What this task involves — Write out the records that appear below, verbatim and complete, but without pictures.

Image-grounded pointing data —

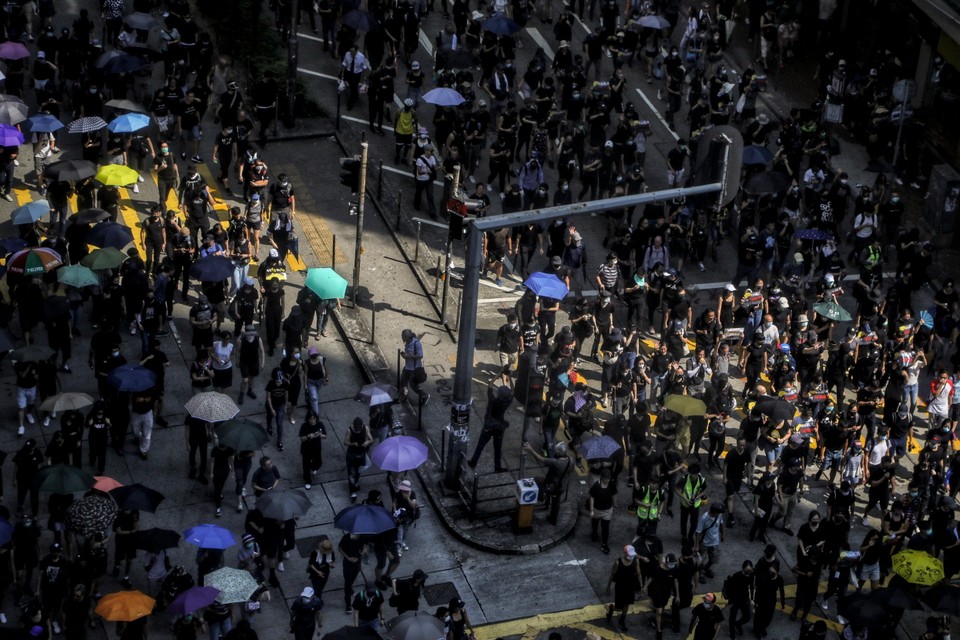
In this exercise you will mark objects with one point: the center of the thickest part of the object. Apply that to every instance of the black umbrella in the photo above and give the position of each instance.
(155, 539)
(777, 409)
(70, 170)
(767, 182)
(136, 496)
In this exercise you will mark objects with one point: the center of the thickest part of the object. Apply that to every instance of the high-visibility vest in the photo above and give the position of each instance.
(649, 506)
(692, 487)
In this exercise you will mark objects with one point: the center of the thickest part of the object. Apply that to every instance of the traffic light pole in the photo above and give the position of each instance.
(463, 378)
(361, 198)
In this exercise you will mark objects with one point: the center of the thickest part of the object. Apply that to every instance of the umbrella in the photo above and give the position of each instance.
(211, 406)
(918, 567)
(77, 275)
(242, 435)
(136, 496)
(443, 97)
(942, 598)
(110, 234)
(10, 50)
(811, 233)
(131, 377)
(755, 154)
(192, 599)
(500, 25)
(86, 124)
(30, 212)
(377, 393)
(32, 353)
(686, 406)
(105, 258)
(70, 170)
(399, 453)
(326, 283)
(284, 505)
(361, 21)
(234, 585)
(140, 20)
(91, 215)
(654, 22)
(105, 484)
(777, 409)
(10, 136)
(547, 285)
(364, 519)
(126, 105)
(92, 514)
(129, 122)
(416, 625)
(212, 269)
(67, 401)
(833, 311)
(34, 261)
(899, 597)
(12, 245)
(43, 123)
(63, 478)
(116, 175)
(124, 606)
(209, 536)
(599, 448)
(767, 182)
(156, 540)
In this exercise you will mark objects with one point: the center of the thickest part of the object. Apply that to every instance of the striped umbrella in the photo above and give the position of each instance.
(34, 261)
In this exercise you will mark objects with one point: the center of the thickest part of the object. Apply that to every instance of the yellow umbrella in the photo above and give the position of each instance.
(125, 606)
(116, 175)
(918, 567)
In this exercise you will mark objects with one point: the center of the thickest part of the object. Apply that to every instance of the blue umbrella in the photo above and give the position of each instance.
(500, 25)
(10, 136)
(110, 234)
(43, 123)
(755, 154)
(131, 377)
(212, 269)
(30, 212)
(547, 285)
(364, 519)
(599, 448)
(209, 536)
(443, 97)
(129, 122)
(813, 234)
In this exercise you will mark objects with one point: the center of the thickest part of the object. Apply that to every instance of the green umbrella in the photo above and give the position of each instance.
(241, 434)
(833, 311)
(77, 275)
(63, 478)
(106, 258)
(686, 406)
(326, 283)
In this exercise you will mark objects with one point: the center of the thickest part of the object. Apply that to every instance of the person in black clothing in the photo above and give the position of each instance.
(740, 590)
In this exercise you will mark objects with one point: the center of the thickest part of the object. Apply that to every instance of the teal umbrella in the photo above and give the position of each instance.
(326, 283)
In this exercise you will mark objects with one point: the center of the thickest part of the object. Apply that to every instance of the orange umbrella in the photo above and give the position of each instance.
(125, 606)
(105, 484)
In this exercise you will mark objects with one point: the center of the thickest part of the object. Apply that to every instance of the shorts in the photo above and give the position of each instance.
(26, 397)
(870, 571)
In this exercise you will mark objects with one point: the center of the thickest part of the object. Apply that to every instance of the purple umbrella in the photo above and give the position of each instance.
(192, 599)
(399, 453)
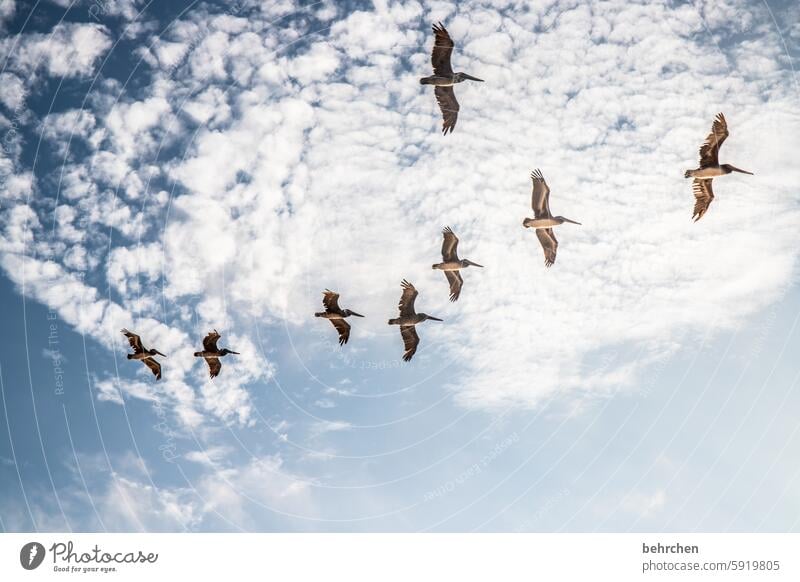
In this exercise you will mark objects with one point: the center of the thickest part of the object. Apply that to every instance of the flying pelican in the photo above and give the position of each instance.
(710, 167)
(409, 319)
(336, 315)
(142, 353)
(211, 353)
(444, 78)
(544, 221)
(451, 264)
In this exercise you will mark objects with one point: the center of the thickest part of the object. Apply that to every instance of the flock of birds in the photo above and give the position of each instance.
(443, 80)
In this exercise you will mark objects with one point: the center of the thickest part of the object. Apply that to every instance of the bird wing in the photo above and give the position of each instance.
(703, 195)
(455, 280)
(446, 98)
(214, 366)
(709, 151)
(549, 244)
(410, 341)
(540, 197)
(210, 341)
(407, 299)
(449, 245)
(442, 49)
(134, 340)
(343, 328)
(154, 366)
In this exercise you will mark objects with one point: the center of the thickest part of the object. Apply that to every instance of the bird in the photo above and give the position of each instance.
(710, 167)
(451, 264)
(409, 319)
(543, 220)
(211, 353)
(336, 315)
(142, 353)
(444, 78)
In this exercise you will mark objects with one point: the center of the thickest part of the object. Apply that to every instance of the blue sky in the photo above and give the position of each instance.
(174, 170)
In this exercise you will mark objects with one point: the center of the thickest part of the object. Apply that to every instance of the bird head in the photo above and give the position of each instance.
(425, 317)
(730, 169)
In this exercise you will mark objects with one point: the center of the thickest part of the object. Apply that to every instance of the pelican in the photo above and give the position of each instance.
(336, 315)
(451, 264)
(544, 221)
(211, 353)
(444, 78)
(409, 319)
(142, 353)
(710, 167)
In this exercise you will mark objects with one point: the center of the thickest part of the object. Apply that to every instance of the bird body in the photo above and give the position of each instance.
(444, 78)
(710, 167)
(336, 315)
(543, 220)
(408, 320)
(211, 353)
(143, 354)
(451, 264)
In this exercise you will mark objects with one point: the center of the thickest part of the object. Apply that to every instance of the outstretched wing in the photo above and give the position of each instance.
(540, 197)
(410, 341)
(331, 301)
(343, 328)
(455, 280)
(446, 98)
(407, 299)
(442, 49)
(549, 245)
(210, 341)
(449, 245)
(134, 340)
(709, 151)
(214, 366)
(703, 195)
(154, 366)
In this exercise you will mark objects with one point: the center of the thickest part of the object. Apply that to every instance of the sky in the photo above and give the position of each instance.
(173, 168)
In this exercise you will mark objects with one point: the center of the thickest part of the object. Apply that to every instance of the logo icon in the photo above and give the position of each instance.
(31, 555)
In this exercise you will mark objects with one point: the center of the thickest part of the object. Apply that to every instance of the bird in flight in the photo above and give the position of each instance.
(409, 319)
(211, 353)
(710, 167)
(451, 264)
(444, 78)
(543, 220)
(143, 354)
(336, 315)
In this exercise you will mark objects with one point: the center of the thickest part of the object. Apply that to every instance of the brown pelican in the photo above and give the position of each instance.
(409, 319)
(544, 221)
(444, 78)
(211, 353)
(142, 353)
(710, 167)
(451, 264)
(336, 315)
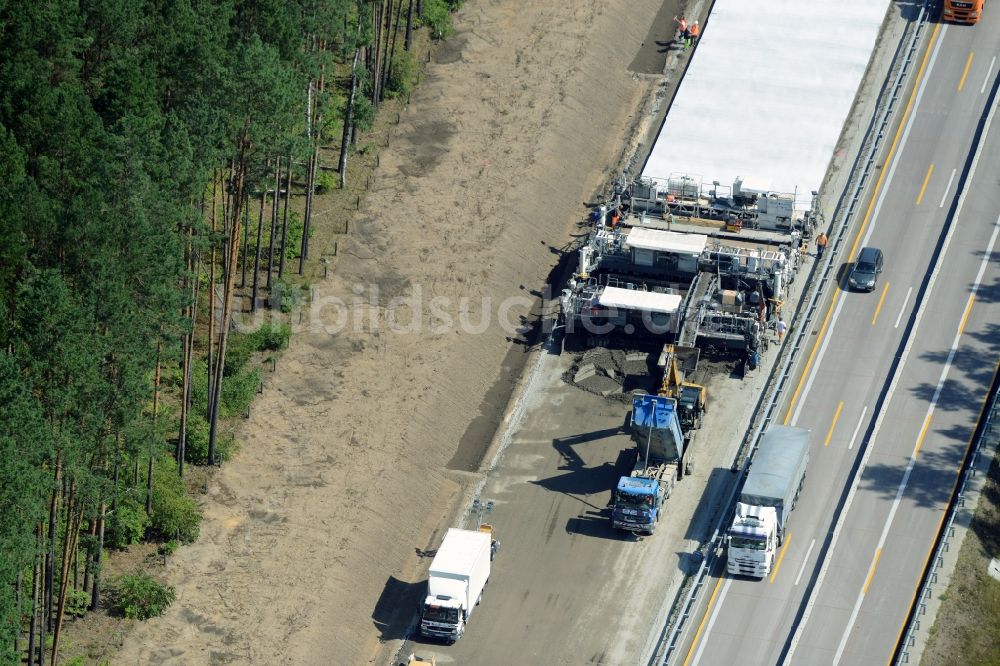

Task output —
In this exercise you will mark objects with one point: the center of the thickest part of the object. Apply that to every instance of the black umbrella in the photo above and give the position of each instance.
(155, 539)
(777, 409)
(70, 170)
(767, 182)
(136, 496)
In this exercise you will mark objects with one point: the center of the thickest part of the object. Apply that to every instance of the high-visibility vest in the photo above and give the position of each instance.
(649, 506)
(692, 487)
In this exercise you will mark objects with one point: the center of the thickest part of the object. Apply that to every instance of the traffic light pole in the photo above and give the position of each instance.
(463, 378)
(361, 198)
In this exercise you will mark objects with one point: the center of the thickest part of the object. Apply that to every instance of the umbrella in the photo above and give the position of each instance.
(211, 406)
(918, 567)
(77, 275)
(242, 435)
(136, 496)
(443, 97)
(942, 598)
(110, 234)
(10, 50)
(811, 233)
(131, 377)
(755, 154)
(192, 599)
(500, 25)
(86, 124)
(30, 212)
(377, 393)
(32, 353)
(686, 406)
(105, 258)
(70, 170)
(399, 453)
(326, 283)
(284, 505)
(361, 21)
(234, 585)
(140, 20)
(91, 215)
(654, 22)
(105, 484)
(777, 409)
(10, 136)
(547, 285)
(364, 519)
(126, 105)
(92, 514)
(129, 122)
(416, 625)
(212, 269)
(67, 401)
(833, 311)
(34, 261)
(899, 597)
(12, 245)
(43, 123)
(63, 478)
(116, 175)
(124, 606)
(209, 536)
(599, 448)
(767, 182)
(156, 540)
In this exercise you will mark objects with one point: the center of the thickest part of the object. Apply that to every instance of the striped umbrella in the photo above and give the position of each instance.
(34, 261)
In this exercise you will mark objects with one point: the center of the thickest part of the object. Apply that to every instance of the yellow umbrella in the photo above and give the position of each instance.
(125, 606)
(116, 175)
(918, 567)
In this exercise you will mark objects with one point: the center of the thickest part of the object. Apply that to every instance of the blue umbrella in the photo above and give the position of each instance.
(500, 25)
(10, 136)
(110, 234)
(43, 123)
(755, 154)
(131, 377)
(212, 269)
(30, 212)
(547, 285)
(364, 519)
(599, 448)
(209, 536)
(443, 97)
(129, 122)
(813, 234)
In this exercise you will mark objects with one point: the center of the thickest part of the object. Apply that to every instance of the green umbrella in the photo above and give the position of each instance.
(241, 434)
(833, 311)
(77, 275)
(63, 478)
(106, 258)
(686, 406)
(326, 283)
In this exercise you will mark objects with one point: the center of the thickest part of the object. Apply that to every instance of the person in black clothing in the photo above and give the position of each instance.
(740, 590)
In this exercise you will mark objects with one point: the center of the thickest part of the object. Apply that to every instance of the teal umbrella in the photo above and give the position of each instance.
(326, 283)
In this exercise you will mark objects with one point: the center of the thickest part of the object. Apply that to every instance of the orange umbrella in the photo above and give the position of each instance.
(125, 606)
(105, 484)
In this exercise you will mark objects with one point: the center of the thickest part of the object. Apply that to every instance of the shorts in the photo above and give the position of each instance.
(26, 397)
(870, 571)
In this exercise you will mark objects with one point: the center of the thickest part of the object. Apply that to every instance of the purple umbrella in the photo above and give the position of each instance.
(192, 599)
(399, 453)
In this exercise you will mark objects with one point: the center of the thickest part of the object. Apply that to every instance of the flying pelican in the photo above and give the position of each instance.
(710, 167)
(409, 319)
(336, 315)
(142, 353)
(211, 353)
(444, 78)
(544, 221)
(451, 264)
In this exercise you will mark objects with one point: the center of the thickest part of the object. Apply that to every instance of the flock of birds in the photo above and give the position of each instance.
(443, 80)
In this exercise you will mark objects with one point: the center of the thickest part of the object. Apply that to every instance of the bird wing in the photo above and give the position of each instance.
(703, 195)
(455, 280)
(446, 98)
(214, 366)
(709, 151)
(549, 244)
(410, 341)
(540, 197)
(210, 341)
(407, 299)
(449, 245)
(442, 49)
(134, 340)
(343, 328)
(154, 366)
In this exercise you will mark objects with one point: the center of the thickest part of the object. Apply that to every instance of the bird in the photo above and give the position of each instance.
(710, 167)
(451, 264)
(409, 319)
(543, 220)
(211, 353)
(336, 315)
(142, 353)
(444, 78)
In this exercise you will mark objects with one point: the center of the thickest part of the object. Apply that to every instance of the blue sky in the photo above and give the position of each instance.
(174, 170)
In this exercise you will mark objects with one point: the center of the thickest part of the object. Apply that to every instance of the bird head in the photo above and give the position of each instance.
(425, 317)
(730, 169)
In this exercise you will mark objects with one point: the center of the thickest part of the object. Apply that to every instance of the pelican in the photo above and give the position of each instance.
(336, 315)
(451, 264)
(544, 221)
(211, 353)
(444, 78)
(409, 319)
(142, 353)
(710, 167)
In this exercise you will mark objects with one point: the center of the thickest part of the object. Apply that to every instance of the bird body in the photo above and give the position of each instance.
(444, 78)
(710, 167)
(336, 315)
(543, 220)
(408, 320)
(211, 353)
(143, 354)
(451, 264)
In this exercise you will mark objects with one point: the center of the thickest part of the object. Apply that to every instance of the outstretched wing in the photo above and give the position of each instance.
(540, 197)
(410, 341)
(331, 301)
(343, 328)
(455, 280)
(446, 98)
(407, 299)
(442, 49)
(549, 245)
(210, 341)
(449, 245)
(134, 340)
(709, 151)
(214, 366)
(703, 195)
(154, 366)
In this exercise you will mark objects with one point: the center of the thickest part of the object. Apply that to every instance of the sky in the photo above and give the position of each instance.
(173, 168)
In this exercise you will mark objects with one point: the center of the thickest part of the object. Apply that to every instance of the logo icon in the photo above and give the position of each instance.
(31, 555)
In this exercise you will mark objects with one point: the center of the thickest part of the object. Apply that to every instance of the bird in flight in the photo above and give the position of each instance.
(409, 319)
(211, 353)
(710, 167)
(451, 264)
(444, 78)
(543, 220)
(143, 354)
(336, 315)
In this exercise you will mark objects with one point: the center of the thickest part of the object. Apply that to every instance of the brown pelican in the photo above and give the position of each instance.
(409, 319)
(544, 221)
(444, 78)
(211, 353)
(142, 353)
(710, 167)
(451, 264)
(336, 315)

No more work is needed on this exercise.